--- start of TASK INPUTS ---
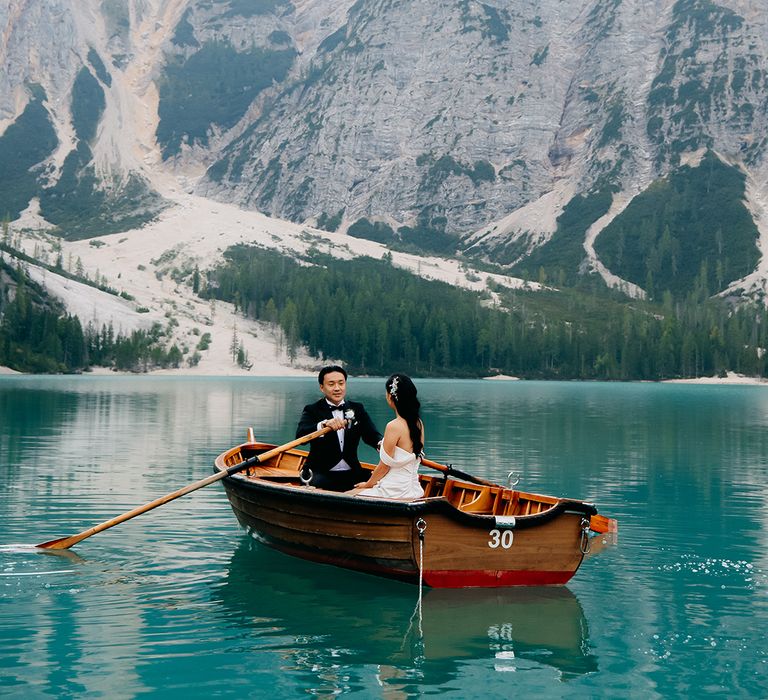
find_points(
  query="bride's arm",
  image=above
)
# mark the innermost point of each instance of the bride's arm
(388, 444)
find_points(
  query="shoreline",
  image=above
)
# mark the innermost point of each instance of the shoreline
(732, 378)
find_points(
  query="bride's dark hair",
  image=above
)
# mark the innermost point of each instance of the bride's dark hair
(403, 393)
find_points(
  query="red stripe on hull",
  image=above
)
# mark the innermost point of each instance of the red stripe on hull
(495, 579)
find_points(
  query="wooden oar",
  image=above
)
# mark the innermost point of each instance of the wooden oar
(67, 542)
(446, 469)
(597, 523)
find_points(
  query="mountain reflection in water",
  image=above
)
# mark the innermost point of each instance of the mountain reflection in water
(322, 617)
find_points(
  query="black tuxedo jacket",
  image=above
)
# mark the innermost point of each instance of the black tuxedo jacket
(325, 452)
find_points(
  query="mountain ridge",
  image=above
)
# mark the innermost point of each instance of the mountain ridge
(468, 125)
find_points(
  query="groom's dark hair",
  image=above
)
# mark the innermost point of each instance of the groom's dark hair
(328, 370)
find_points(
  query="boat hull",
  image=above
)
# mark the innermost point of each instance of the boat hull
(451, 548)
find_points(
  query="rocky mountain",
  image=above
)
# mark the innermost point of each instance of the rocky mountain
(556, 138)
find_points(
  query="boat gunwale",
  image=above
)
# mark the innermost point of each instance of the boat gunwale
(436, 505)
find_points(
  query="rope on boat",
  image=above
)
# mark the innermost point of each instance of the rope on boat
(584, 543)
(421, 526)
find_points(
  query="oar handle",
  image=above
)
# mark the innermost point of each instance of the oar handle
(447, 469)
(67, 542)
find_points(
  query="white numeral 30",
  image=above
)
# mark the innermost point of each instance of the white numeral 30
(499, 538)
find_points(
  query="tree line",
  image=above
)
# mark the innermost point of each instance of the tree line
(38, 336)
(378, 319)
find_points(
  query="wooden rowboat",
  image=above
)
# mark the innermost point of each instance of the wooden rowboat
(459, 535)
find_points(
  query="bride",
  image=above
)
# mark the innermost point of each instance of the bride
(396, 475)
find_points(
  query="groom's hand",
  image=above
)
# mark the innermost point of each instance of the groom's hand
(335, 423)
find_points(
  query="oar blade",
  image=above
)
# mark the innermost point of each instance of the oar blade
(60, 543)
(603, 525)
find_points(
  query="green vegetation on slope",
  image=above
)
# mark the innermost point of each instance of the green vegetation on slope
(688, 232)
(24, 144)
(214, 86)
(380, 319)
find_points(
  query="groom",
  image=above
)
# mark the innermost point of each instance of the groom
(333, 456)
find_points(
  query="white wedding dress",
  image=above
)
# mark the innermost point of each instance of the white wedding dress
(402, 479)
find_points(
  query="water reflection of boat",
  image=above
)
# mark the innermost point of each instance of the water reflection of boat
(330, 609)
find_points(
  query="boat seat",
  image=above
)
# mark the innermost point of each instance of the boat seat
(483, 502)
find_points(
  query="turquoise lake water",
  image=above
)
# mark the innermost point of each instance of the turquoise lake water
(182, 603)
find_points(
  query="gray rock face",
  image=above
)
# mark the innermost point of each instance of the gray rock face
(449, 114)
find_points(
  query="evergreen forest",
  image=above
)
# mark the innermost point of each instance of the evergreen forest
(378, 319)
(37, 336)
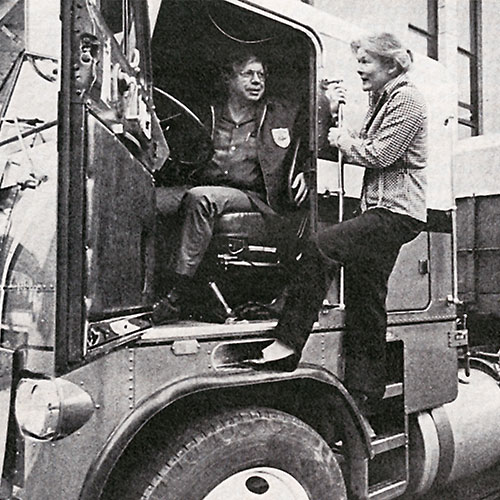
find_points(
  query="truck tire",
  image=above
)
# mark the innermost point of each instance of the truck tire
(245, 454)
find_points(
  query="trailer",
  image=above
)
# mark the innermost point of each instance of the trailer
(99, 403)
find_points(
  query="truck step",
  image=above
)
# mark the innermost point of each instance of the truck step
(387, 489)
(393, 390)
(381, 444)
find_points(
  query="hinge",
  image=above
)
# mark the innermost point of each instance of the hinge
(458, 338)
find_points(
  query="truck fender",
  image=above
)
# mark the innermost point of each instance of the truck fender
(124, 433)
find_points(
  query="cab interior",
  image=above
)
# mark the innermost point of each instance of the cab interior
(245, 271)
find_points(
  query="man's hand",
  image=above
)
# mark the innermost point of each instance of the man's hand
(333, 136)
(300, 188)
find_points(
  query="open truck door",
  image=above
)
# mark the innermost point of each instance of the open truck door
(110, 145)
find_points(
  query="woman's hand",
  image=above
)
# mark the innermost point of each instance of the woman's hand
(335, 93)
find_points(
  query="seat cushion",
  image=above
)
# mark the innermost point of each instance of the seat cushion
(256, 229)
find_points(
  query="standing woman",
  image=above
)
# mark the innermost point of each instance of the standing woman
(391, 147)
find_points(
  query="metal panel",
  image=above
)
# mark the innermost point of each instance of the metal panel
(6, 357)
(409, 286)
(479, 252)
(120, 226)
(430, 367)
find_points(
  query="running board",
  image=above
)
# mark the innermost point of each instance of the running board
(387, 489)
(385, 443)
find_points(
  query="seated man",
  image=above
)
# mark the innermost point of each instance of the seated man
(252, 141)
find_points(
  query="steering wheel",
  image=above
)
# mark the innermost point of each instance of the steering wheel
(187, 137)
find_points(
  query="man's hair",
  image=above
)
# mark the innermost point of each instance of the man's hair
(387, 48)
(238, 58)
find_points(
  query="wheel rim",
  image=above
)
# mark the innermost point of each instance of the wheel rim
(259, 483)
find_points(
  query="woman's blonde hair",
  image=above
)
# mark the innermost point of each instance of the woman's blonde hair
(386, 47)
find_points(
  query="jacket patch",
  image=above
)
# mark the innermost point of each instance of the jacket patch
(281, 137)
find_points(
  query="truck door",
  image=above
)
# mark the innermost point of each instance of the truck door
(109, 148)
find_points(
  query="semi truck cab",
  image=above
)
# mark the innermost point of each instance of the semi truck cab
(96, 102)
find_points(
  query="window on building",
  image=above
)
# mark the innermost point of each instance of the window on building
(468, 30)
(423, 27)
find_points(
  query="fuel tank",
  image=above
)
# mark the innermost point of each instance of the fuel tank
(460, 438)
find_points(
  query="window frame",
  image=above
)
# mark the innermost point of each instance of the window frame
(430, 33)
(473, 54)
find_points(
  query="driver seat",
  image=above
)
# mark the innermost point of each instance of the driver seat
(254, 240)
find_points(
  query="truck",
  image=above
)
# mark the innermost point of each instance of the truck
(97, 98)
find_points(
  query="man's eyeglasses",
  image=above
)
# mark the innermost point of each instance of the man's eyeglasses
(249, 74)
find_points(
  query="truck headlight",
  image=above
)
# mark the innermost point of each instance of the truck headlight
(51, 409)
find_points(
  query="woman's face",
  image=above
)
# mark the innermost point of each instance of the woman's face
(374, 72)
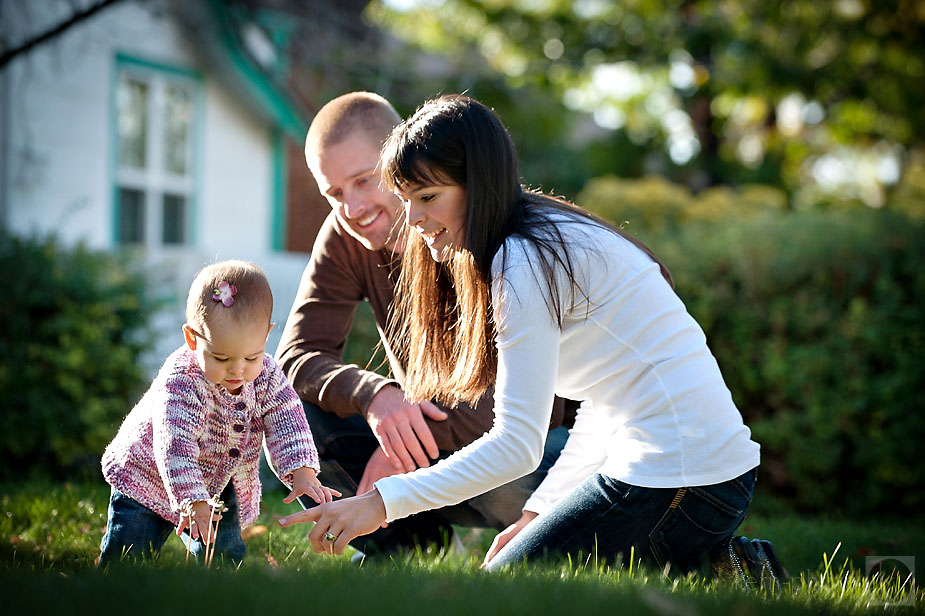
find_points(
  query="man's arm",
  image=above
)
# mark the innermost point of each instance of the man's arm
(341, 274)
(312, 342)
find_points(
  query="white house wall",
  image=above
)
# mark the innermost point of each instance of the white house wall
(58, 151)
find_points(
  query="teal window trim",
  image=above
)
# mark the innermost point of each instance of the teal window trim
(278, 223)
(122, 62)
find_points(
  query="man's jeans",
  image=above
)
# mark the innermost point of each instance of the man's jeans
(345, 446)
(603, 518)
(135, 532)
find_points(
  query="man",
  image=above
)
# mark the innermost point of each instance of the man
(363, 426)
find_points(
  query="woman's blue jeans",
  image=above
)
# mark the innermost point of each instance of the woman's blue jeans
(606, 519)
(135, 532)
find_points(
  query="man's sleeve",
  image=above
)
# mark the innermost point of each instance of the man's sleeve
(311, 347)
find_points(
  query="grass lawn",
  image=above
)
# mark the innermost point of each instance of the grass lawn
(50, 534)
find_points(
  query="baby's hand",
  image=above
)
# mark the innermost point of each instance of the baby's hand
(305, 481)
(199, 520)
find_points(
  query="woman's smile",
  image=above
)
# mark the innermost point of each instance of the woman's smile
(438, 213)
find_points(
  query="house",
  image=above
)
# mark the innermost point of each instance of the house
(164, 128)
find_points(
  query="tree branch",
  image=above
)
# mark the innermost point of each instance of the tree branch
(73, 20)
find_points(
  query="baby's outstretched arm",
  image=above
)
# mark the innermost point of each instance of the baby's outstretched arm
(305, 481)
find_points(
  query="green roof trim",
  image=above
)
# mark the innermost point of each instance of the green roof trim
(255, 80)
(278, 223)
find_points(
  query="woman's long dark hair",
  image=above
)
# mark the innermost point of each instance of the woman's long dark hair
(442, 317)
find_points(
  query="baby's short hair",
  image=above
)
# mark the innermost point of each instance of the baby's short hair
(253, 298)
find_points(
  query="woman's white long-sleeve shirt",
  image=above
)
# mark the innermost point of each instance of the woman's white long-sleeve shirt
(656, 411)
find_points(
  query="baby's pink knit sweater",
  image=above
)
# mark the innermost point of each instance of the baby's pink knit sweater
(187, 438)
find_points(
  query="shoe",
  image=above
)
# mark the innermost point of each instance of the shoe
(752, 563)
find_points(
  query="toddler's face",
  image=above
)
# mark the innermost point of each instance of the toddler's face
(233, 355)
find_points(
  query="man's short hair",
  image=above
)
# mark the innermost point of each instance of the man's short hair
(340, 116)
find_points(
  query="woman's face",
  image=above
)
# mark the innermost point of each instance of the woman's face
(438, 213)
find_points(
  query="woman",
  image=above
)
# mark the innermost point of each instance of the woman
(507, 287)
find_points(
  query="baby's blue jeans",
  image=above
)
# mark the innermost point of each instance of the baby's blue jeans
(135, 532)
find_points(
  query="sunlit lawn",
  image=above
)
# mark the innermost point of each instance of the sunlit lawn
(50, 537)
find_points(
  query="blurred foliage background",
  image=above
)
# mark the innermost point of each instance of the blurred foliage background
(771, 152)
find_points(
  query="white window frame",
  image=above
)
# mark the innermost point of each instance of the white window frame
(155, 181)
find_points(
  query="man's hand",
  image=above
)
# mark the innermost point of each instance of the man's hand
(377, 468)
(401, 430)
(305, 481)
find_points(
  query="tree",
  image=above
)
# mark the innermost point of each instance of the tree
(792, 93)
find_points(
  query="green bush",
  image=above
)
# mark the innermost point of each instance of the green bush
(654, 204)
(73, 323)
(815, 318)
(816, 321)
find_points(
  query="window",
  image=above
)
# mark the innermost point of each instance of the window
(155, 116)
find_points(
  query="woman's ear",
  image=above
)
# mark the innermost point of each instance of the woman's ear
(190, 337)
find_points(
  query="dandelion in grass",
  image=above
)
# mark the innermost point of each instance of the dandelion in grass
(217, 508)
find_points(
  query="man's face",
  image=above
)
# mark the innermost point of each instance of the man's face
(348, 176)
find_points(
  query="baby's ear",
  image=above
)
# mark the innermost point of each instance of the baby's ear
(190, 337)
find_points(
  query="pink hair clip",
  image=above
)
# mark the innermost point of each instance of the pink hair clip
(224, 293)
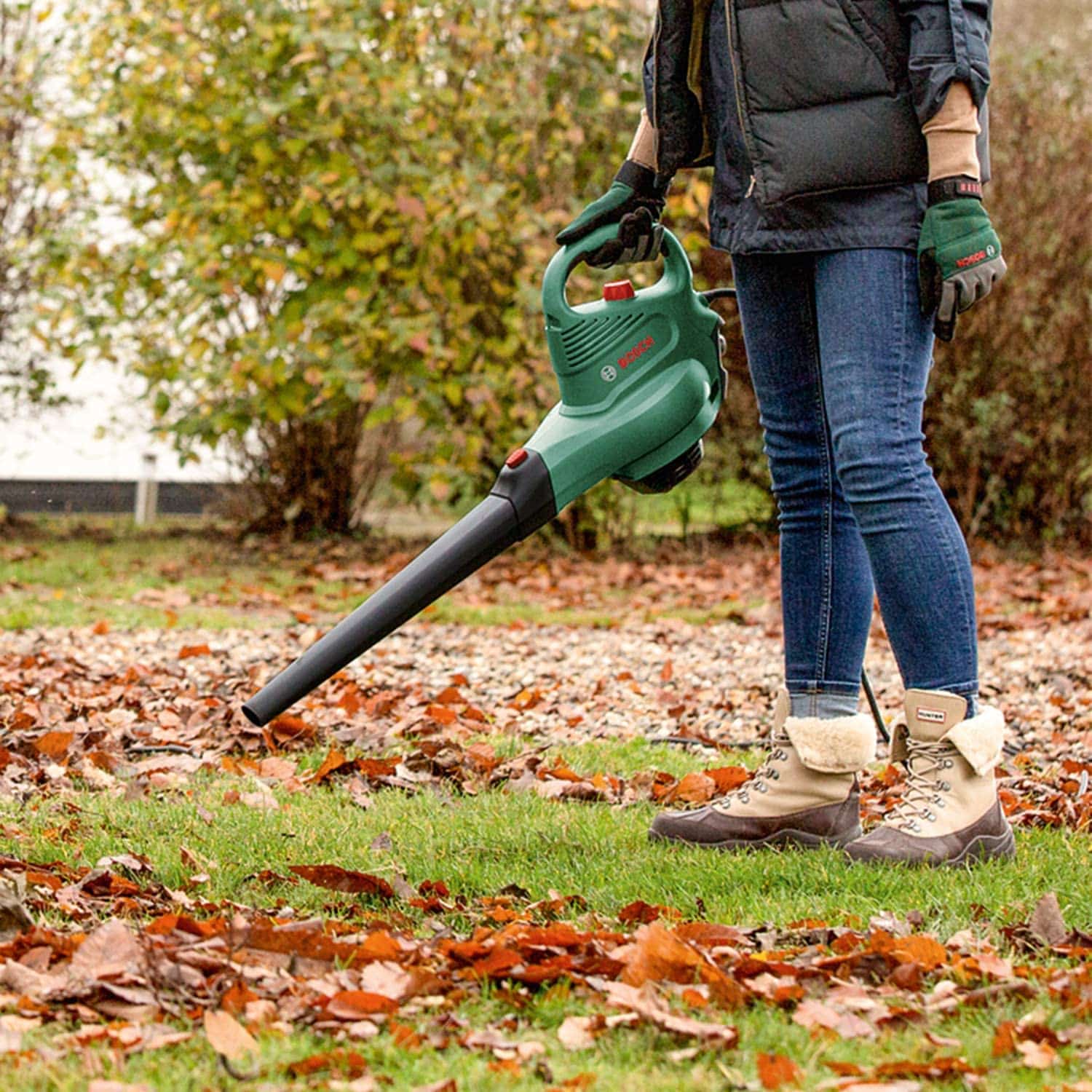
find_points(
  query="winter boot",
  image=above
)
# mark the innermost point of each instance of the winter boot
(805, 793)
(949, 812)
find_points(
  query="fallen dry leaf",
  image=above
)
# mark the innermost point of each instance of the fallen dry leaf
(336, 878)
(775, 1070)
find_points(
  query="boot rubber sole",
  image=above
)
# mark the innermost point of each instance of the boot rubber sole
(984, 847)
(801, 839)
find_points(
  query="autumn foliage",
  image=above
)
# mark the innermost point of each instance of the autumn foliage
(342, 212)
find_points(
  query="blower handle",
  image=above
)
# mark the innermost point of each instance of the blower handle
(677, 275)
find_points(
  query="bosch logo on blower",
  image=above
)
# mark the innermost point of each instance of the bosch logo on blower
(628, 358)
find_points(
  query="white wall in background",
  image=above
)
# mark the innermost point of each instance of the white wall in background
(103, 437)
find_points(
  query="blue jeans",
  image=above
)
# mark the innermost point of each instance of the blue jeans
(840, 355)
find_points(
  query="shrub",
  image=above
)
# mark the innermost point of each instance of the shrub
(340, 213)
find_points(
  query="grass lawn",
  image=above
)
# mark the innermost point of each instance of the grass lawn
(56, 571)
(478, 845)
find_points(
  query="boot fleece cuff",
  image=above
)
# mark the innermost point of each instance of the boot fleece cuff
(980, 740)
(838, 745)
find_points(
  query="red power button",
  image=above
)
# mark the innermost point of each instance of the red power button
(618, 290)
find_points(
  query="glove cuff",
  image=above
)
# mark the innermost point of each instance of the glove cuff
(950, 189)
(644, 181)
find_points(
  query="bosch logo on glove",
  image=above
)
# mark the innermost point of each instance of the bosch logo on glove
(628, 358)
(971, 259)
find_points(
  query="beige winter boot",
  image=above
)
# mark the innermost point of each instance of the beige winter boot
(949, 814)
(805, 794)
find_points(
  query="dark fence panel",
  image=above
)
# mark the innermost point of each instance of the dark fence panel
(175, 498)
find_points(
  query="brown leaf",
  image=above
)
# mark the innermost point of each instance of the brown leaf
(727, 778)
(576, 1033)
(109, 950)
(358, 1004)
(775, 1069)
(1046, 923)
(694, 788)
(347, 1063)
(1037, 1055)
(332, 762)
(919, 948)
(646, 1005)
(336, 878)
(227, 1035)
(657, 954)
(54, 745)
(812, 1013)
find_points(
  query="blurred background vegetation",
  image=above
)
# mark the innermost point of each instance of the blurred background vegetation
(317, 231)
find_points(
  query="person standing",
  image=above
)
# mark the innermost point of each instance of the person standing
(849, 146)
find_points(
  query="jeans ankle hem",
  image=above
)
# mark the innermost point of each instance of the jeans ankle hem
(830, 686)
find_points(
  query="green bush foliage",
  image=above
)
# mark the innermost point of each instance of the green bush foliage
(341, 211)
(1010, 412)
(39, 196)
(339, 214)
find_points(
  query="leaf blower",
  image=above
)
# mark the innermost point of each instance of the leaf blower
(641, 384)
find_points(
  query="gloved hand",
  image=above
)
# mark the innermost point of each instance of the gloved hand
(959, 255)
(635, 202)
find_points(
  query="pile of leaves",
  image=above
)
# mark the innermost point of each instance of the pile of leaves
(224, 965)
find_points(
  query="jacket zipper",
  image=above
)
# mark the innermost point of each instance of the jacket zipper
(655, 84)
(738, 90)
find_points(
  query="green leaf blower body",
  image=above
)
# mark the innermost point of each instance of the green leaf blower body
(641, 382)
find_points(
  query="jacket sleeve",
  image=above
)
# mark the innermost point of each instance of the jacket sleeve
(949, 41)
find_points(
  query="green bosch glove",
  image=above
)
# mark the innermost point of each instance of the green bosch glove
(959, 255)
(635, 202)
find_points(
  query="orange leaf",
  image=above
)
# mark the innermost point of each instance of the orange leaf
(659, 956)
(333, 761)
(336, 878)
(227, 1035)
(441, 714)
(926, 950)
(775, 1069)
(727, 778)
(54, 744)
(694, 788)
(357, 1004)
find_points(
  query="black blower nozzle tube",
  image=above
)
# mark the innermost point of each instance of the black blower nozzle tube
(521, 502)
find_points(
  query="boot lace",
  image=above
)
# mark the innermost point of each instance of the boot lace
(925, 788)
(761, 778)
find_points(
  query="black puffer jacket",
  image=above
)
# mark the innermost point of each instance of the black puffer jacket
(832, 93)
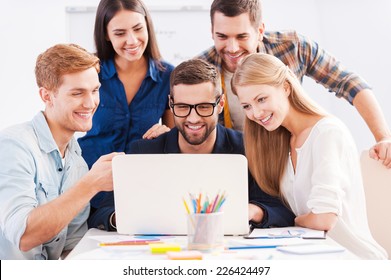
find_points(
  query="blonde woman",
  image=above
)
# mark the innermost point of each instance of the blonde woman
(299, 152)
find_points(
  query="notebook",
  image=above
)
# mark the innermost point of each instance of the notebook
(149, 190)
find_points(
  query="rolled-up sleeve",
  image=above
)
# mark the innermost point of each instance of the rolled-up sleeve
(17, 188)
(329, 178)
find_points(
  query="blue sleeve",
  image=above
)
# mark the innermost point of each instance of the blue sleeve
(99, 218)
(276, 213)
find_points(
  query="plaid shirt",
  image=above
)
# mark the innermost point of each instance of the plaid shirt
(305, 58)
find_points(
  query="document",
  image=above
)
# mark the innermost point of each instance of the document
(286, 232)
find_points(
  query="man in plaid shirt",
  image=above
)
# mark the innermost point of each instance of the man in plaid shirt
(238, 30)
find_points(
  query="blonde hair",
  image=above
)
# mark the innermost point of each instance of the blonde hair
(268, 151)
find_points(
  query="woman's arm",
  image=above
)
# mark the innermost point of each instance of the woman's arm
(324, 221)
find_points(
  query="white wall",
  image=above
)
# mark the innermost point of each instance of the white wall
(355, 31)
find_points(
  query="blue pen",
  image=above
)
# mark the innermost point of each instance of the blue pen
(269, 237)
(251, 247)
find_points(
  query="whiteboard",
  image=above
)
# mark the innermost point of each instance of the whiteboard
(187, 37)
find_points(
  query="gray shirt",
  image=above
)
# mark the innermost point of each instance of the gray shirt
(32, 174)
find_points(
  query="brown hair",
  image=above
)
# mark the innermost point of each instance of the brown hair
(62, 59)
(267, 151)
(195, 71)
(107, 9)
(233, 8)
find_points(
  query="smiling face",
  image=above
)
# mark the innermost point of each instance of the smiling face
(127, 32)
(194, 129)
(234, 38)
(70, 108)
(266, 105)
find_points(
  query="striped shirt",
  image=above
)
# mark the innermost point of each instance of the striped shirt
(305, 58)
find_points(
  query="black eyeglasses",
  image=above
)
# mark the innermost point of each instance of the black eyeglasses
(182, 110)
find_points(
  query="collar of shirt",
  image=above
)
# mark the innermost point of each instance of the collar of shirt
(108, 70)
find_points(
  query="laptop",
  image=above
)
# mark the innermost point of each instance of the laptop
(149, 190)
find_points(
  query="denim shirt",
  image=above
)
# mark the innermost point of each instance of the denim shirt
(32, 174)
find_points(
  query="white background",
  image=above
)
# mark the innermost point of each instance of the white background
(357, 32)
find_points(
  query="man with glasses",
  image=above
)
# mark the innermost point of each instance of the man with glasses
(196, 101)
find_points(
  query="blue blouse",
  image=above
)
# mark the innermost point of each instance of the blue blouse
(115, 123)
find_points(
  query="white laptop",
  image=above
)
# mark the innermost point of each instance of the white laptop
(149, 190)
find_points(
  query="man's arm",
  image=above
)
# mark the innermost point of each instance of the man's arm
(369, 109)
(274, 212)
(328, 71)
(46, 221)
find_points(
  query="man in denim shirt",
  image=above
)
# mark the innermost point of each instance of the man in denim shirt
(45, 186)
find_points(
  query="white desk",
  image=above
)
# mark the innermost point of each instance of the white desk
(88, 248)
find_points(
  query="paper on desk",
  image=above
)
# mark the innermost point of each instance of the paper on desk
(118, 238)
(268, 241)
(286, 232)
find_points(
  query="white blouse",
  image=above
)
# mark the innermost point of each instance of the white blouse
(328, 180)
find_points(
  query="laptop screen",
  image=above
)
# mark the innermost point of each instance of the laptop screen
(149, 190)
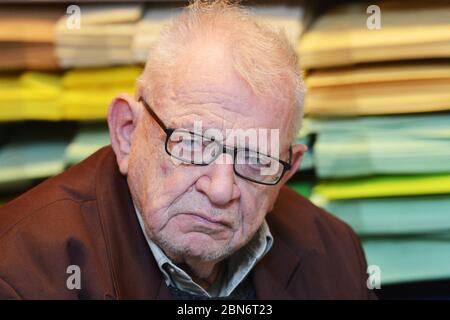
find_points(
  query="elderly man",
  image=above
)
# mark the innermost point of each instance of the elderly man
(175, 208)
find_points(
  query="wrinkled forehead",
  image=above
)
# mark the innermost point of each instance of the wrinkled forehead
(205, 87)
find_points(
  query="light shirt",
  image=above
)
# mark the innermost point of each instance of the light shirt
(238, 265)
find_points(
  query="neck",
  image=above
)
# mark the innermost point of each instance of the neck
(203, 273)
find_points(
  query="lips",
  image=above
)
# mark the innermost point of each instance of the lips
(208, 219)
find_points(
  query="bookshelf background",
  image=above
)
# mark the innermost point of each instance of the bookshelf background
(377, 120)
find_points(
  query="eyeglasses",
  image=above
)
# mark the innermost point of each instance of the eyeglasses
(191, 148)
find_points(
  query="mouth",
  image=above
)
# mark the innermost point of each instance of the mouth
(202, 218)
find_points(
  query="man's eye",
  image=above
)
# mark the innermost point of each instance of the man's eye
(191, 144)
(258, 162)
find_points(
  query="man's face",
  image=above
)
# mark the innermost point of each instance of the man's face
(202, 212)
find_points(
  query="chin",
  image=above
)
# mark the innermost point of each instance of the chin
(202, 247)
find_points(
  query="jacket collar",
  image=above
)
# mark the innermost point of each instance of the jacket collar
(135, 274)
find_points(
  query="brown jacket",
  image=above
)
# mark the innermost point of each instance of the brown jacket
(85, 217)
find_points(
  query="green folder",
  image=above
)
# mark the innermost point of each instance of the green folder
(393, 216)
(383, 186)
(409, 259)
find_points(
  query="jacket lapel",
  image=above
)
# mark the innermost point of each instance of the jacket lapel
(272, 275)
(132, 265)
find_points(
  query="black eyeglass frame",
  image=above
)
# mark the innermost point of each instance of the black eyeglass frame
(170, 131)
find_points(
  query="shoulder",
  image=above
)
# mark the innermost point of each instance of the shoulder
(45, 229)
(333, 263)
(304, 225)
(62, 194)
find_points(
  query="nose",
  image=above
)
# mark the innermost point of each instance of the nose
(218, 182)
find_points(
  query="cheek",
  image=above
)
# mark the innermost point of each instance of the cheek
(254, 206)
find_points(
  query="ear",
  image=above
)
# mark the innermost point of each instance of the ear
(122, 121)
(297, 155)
--- end of TASK INPUTS ---
## YOUR TASK
List every line of the rows above that contains the string "logo", matching case exactly.

## EXERCISE ANSWER
  query="bosch logo on blower",
# mark the innermost point of each instance of the bosch logo on blower
  query="bosch logo on glove",
# mark the innermost point of each instance of the bosch logo on glove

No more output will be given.